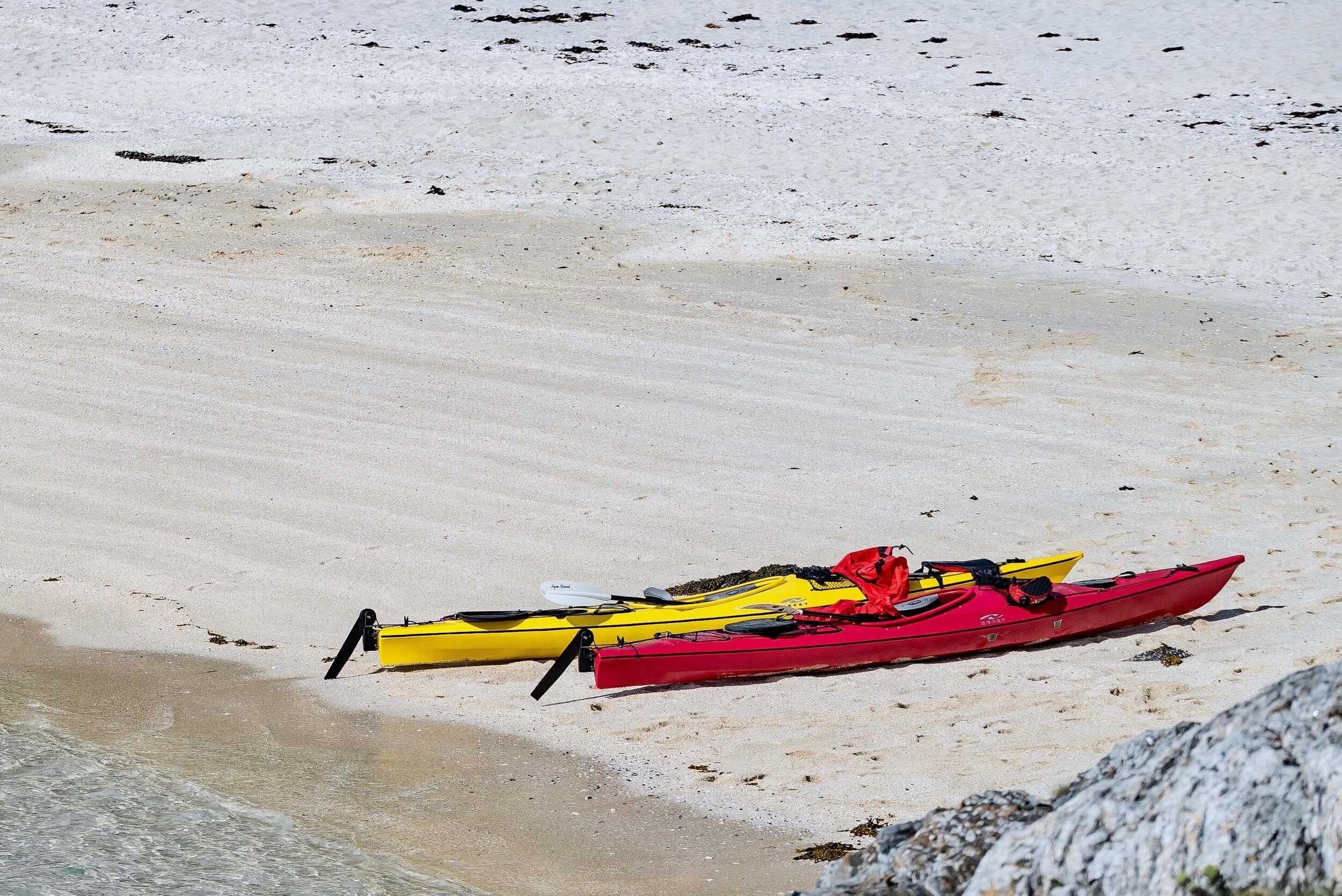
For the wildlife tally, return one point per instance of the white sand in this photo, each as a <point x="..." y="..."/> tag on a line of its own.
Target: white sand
<point x="425" y="403"/>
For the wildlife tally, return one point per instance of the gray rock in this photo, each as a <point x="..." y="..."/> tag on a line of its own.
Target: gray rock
<point x="935" y="856"/>
<point x="1249" y="804"/>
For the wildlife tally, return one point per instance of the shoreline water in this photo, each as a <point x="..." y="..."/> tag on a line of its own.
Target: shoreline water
<point x="485" y="809"/>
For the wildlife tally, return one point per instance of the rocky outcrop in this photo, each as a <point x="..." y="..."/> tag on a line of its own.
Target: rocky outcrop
<point x="935" y="856"/>
<point x="1249" y="804"/>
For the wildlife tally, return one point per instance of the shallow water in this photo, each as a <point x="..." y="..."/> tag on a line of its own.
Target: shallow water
<point x="77" y="819"/>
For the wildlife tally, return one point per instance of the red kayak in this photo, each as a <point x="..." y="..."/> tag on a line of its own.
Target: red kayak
<point x="964" y="620"/>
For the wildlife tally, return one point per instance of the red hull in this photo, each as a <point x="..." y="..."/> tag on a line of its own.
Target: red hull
<point x="969" y="620"/>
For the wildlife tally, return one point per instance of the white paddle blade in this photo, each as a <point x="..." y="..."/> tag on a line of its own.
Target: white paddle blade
<point x="573" y="593"/>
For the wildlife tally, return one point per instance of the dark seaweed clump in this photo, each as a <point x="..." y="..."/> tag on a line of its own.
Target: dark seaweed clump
<point x="825" y="852"/>
<point x="1165" y="653"/>
<point x="701" y="585"/>
<point x="149" y="157"/>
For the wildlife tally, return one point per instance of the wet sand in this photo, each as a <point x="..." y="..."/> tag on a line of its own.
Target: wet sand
<point x="485" y="809"/>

========================================

Each entry gets copied exactly; the pictures stay out.

For the wildlife tally, return one point per instance of the white sand in this photo, each as a <point x="..." y="..."/> tag on a line of its own.
Target: white sand
<point x="425" y="403"/>
For the wildlife tally, return one point per instance of the gray rock in this photo, each as a <point x="..." y="..."/> tag on a line of its own.
Target: gray rock
<point x="935" y="856"/>
<point x="1249" y="804"/>
For the wildlife tally, return one point per instance of the shoreline water in this photo, each as a <point x="..." y="..."/> tag on a line of its own.
Target: shoreline water
<point x="485" y="809"/>
For the wildlife tally, return one point per instance of the rocky outcrop in this photo, each as a <point x="..." y="..."/> tag on a line of its own.
Target: rocky outcrop
<point x="935" y="856"/>
<point x="1249" y="804"/>
For the wildlife tally, return one point per instance of the shallow water in this photo, each as a <point x="..." y="..."/> tag on a line of its own.
Target: shallow water
<point x="77" y="819"/>
For the wildlife tally, return one point per instance of the red kayak in this photo, each as a <point x="..." y="..."/> tag on a line of its own.
Target: red kayak
<point x="964" y="620"/>
For the wildlife tally, return one point per instance of the red hull in this photo, each as a <point x="..." y="..."/> tag on a line of its own.
Target: red hull
<point x="969" y="620"/>
For the wildlife tally, return one point per instance of the white paddle blade in this photo, each as a <point x="..." y="..."/> tag on a line of its own.
Target: white paddle blade
<point x="573" y="593"/>
For the wildlife tally, return one point per instance of the dark seaweed clump in this photo, each as a <point x="..." y="..."/> tag on a line of its own.
Target: dark seaweed clump
<point x="825" y="852"/>
<point x="1165" y="653"/>
<point x="701" y="585"/>
<point x="149" y="157"/>
For the wildlife tally, return one point per instance of the wet sand in this photo, each as a <point x="..." y="..."/> tag on a line of its own.
Target: wet sand
<point x="485" y="809"/>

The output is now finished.